_WORK INSTRUCTION_
Your answer should reproduce the full set of records exactly as given.

_LISTED RECORDS_

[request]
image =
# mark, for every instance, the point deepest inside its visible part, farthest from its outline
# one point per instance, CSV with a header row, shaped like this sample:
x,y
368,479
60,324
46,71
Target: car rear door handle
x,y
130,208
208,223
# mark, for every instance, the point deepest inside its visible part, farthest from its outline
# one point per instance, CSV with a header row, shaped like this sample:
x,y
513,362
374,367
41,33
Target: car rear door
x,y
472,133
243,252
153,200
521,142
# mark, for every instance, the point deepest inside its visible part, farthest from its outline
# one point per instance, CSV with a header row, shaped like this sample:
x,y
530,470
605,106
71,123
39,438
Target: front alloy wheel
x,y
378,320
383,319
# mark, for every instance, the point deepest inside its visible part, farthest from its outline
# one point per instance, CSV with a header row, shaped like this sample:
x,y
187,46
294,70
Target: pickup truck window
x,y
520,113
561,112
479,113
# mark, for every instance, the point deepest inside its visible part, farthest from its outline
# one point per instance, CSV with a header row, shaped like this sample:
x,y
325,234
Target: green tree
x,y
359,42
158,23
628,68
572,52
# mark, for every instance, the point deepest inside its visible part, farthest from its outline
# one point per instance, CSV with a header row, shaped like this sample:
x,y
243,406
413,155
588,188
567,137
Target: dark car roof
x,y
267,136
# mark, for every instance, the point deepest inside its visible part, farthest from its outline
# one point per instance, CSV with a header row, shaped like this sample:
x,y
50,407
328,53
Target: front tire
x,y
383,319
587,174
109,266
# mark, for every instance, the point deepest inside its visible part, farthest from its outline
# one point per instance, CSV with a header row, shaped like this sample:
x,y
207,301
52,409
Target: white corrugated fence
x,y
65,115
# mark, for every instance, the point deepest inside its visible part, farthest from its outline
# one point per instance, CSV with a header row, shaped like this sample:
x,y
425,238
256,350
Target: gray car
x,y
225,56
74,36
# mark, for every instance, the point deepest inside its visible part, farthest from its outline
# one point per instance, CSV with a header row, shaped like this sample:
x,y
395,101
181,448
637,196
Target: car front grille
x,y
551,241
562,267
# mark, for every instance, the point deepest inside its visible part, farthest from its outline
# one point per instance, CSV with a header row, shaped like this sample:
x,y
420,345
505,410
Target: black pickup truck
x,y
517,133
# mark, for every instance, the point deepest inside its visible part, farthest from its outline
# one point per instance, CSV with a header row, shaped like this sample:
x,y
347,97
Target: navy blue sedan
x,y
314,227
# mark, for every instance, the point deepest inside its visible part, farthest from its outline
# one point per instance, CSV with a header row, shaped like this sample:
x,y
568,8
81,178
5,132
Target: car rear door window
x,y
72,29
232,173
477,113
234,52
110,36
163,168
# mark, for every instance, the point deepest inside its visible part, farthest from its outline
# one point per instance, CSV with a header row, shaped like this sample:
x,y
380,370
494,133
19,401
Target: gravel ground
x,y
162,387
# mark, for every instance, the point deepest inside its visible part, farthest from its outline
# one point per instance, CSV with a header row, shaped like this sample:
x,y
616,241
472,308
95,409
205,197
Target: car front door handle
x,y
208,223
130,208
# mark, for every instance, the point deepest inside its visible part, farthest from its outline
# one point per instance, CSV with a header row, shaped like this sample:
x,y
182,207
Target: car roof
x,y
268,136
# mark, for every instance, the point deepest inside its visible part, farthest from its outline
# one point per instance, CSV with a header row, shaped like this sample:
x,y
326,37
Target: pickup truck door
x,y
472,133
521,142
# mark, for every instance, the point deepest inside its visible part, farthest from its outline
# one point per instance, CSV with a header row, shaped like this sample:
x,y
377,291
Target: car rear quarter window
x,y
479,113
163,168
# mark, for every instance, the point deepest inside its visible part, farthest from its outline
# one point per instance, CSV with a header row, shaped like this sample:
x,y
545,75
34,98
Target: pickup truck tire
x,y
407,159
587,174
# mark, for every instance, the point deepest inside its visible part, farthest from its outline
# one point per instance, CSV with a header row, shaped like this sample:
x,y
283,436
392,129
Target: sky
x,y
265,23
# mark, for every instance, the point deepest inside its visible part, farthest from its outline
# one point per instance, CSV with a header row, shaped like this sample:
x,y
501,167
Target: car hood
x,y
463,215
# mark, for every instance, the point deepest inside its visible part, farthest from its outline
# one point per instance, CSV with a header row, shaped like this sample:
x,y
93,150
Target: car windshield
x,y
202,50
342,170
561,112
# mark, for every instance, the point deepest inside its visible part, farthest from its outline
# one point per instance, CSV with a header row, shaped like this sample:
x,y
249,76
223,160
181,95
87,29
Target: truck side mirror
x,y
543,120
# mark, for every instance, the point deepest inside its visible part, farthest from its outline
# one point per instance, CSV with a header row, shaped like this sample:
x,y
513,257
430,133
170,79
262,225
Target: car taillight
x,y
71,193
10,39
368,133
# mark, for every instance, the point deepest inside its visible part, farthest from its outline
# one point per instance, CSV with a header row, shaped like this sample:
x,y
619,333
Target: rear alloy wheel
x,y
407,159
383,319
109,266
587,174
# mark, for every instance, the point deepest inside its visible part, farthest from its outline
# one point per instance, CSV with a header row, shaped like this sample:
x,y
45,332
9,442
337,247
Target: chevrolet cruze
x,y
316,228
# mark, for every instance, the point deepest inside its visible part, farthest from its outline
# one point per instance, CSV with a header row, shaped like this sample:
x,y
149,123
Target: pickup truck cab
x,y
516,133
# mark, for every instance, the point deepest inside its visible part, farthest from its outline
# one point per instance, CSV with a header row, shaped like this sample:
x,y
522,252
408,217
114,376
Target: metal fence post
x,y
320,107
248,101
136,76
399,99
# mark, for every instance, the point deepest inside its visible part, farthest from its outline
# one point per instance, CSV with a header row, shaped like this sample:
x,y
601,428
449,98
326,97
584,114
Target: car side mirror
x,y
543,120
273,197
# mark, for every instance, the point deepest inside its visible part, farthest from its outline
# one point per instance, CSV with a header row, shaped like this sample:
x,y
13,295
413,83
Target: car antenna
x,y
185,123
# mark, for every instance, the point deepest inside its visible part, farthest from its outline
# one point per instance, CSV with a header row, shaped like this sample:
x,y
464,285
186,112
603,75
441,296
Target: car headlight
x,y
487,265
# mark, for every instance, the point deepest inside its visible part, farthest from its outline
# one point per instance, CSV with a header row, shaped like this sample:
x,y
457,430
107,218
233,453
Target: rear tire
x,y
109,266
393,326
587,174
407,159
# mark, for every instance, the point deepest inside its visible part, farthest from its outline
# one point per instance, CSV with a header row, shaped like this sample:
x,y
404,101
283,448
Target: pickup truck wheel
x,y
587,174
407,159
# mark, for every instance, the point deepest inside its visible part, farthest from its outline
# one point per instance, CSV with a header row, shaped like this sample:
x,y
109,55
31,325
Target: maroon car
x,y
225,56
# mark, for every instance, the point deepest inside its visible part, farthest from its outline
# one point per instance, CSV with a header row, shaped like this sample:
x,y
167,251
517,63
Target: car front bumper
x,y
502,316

_FINAL ANSWER_
[request]
image =
# mark, for every instance, the point deepest inside its visible part, farthest from its outline
# one point per instance, CSV with a header row, shaped like this sample:
x,y
368,479
60,324
46,71
Target: car rear door handle
x,y
130,208
208,223
# mark, for every instance, the point deepest inside its visible part, farthest from its outline
# one point per instance, CSV with a header row, shaped like this sample:
x,y
513,362
374,367
41,33
Target: car rear door
x,y
472,133
243,252
153,200
521,142
# mark, for every instance, the point deepest inside its visible part, farthest from its outline
# one point per instance, CSV with a header row, shaped like this sample:
x,y
530,470
605,106
71,123
39,438
Target: front alloy wheel
x,y
378,320
383,319
# mark, for every instance, the point deepest inside its visible part, farthest from its outline
# one point per instance, CSV with a header row, shaped like this sample:
x,y
187,46
294,70
Target: pickup truck window
x,y
520,113
561,112
479,113
# mark, for every instance, the point deepest inside its visible part, farthest from its outline
# one point per instance, CSV with a header row, shaped like this sample:
x,y
325,234
Target: green tree
x,y
359,42
158,23
628,68
572,52
# mark, for every instance, the point deepest inside its visible part, farthest from its outline
# one point per instance, CSV with a header row, shaped like this sample:
x,y
243,406
413,155
588,188
567,137
Target: dark car roof
x,y
267,136
# mark, for every instance, the point deepest inside its visible part, farthest from its outline
# one point per instance, CSV with a header row, shaped like this sample:
x,y
50,407
328,53
Target: front tire
x,y
383,319
587,174
109,266
# mark, for every instance, the point deepest inside its visible part, farthest from its outline
# one point per instance, CSV with a header row, shaped like this sample:
x,y
207,301
52,409
Target: white corrugated fence
x,y
65,115
# mark, for every instance, the point deepest inside its visible part, farthest from its outline
# one point per instance, CSV with a header row, shaped like this sample:
x,y
425,238
256,350
Target: gray car
x,y
225,56
74,36
# mark, for every instance, the point deepest inside its visible part, farthest from its outline
# one point per instance, CSV with a header row, shaped like this sample:
x,y
395,101
181,448
637,196
Target: car front grille
x,y
551,241
562,267
# mark, for every instance, the point deepest inside its visible part, farthest from its outline
# one point per instance, CSV with a header row, shaped like this sample:
x,y
420,345
505,410
Target: black pickup truck
x,y
517,133
# mark, for every instance, the point deepest inside its visible part, farthest from its outline
# one point per instance, CSV with a header row, shaped like this sample:
x,y
347,97
Target: navy blue sedan
x,y
314,227
# mark, for every instance, the point deepest inside its visible part, farthest from its outline
# one point per instance, CSV with a header row, shaped like this sample:
x,y
568,8
81,178
5,132
Target: car rear door window
x,y
72,29
232,173
477,113
234,52
110,36
163,168
# mark, for every instance, the point deepest inside its visible part, farthest from its outline
# one point per instance, CSV with a header row, shaped like this sample:
x,y
380,370
494,133
19,401
Target: gravel ground
x,y
162,387
# mark, for every instance, the point deepest inside its visible part, farthest from its outline
# one point per instance, CSV with a header row, shaped like this sample:
x,y
616,241
472,308
95,409
205,197
Target: car front door handle
x,y
208,223
130,208
# mark, for every instance, the point deepest inside its visible part, farthest from its outline
# one point per instance, CSV with a header row, shaped like this sample:
x,y
182,207
Target: car roof
x,y
268,136
# mark, for every instance, the point deepest inside its visible part, farthest from its outline
# one point per instance, CSV with a header row, shaped like this sample:
x,y
326,37
Target: pickup truck door
x,y
472,133
521,142
# mark, for every instance, the point deepest inside its visible part, farthest from its outline
# one point per instance, CSV with a header row, shaped like this sample:
x,y
377,291
Target: car rear quarter window
x,y
479,113
163,168
# mark, for every instance, the point deepest inside its visible part, farthest from its outline
# one point per instance, CSV with a header row, shaped like this sample:
x,y
545,75
34,98
Target: pickup truck tire
x,y
407,159
587,174
# mark, for every instance, the point deepest inside its visible part, farthest from its outline
# one point per instance, CSV with a header row, shaped like this sample:
x,y
283,436
392,129
Target: sky
x,y
265,23
# mark, for every instance, the point deepest inside its visible part, farthest from its outline
# one point per instance, CSV with a header row, shaped like this sample:
x,y
501,167
Target: car hood
x,y
463,215
# mark, for every instance, the point deepest inside its visible part, farthest from its outline
# one point per instance, CSV with a header row, shaped like this sample:
x,y
93,150
Target: car windshield
x,y
202,50
342,170
561,112
# mark, for every instance, the point deepest inside its visible part, farthest from its outline
# one point per instance, CSV with a header row, shaped like this sample:
x,y
249,76
223,160
181,95
87,29
Target: truck side mirror
x,y
543,120
# mark, for every instance, the point deepest inside its visible part, farthest from its outline
# one point per instance, CSV with a header row, shaped like this sample:
x,y
513,257
430,133
170,79
262,225
Target: car taillight
x,y
71,193
10,39
368,133
# mark, for every instance, the point deepest inside its visible part, farthest from its outline
# one point per instance, CSV with a header row, shaped like this sample:
x,y
619,333
Target: rear alloy wheel
x,y
407,159
383,319
109,266
587,174
# mark, for every instance, the point deepest inside its visible part, farthest from its outline
# one point per instance, CSV with a header row, shaped like this sample:
x,y
45,332
9,442
337,247
Target: chevrolet cruze
x,y
316,228
# mark, for every instance, the point deepest inside its visible part, farthest from its outline
# one point per instance, CSV with a header row, shaped like this sample:
x,y
149,123
Target: pickup truck cab
x,y
516,133
# mark, for every instance, the point deepest inside its visible part, farthest from its outline
# one point per instance, CSV with a header row, shaped like this sample:
x,y
522,252
408,217
114,376
Target: metal fence post
x,y
320,107
248,101
136,76
399,99
# mark, for every instance, the point deepest inside its visible part, farthest from its outline
# one point per instance, CSV with a header row, shaped like this sample:
x,y
601,428
449,98
326,97
584,114
Target: car side mirror
x,y
543,120
273,197
# mark, for every instance, the point deepest inside its visible part, farthest from its outline
# one point per instance, CSV with a header row, shaped like this sample:
x,y
13,295
413,83
Target: car antenna
x,y
185,123
# mark, for every instance, the point deepest inside its visible part, farthest from its outline
# one point per instance, CSV with a header row, shaped like this sample:
x,y
464,285
186,112
603,75
441,296
Target: car headlight
x,y
487,265
# mark, for every instance, the point deepest inside its visible part, farthest from its outline
# one point per instance, CSV with a header row, shaped like this sample:
x,y
457,430
107,218
233,453
Target: rear tire
x,y
109,266
393,326
587,174
407,159
# mark, for every instance, the point deepest inside its visible part, farthest from its outline
# one point per instance, CSV with a header row, shaped like this sample:
x,y
404,101
283,448
Target: pickup truck wheel
x,y
587,174
407,159
# mark, for every instance, the point deepest inside its visible part, farthest from its outline
# one point per instance, CSV with a header row, shaped like this sample:
x,y
109,55
31,325
Target: maroon car
x,y
225,56
# mark, for every instance, the point deepest inside its visible part, farthest from its outline
# one point per instance, CSV with a header row, shaped like this sample:
x,y
167,251
517,63
Target: car front bumper
x,y
502,316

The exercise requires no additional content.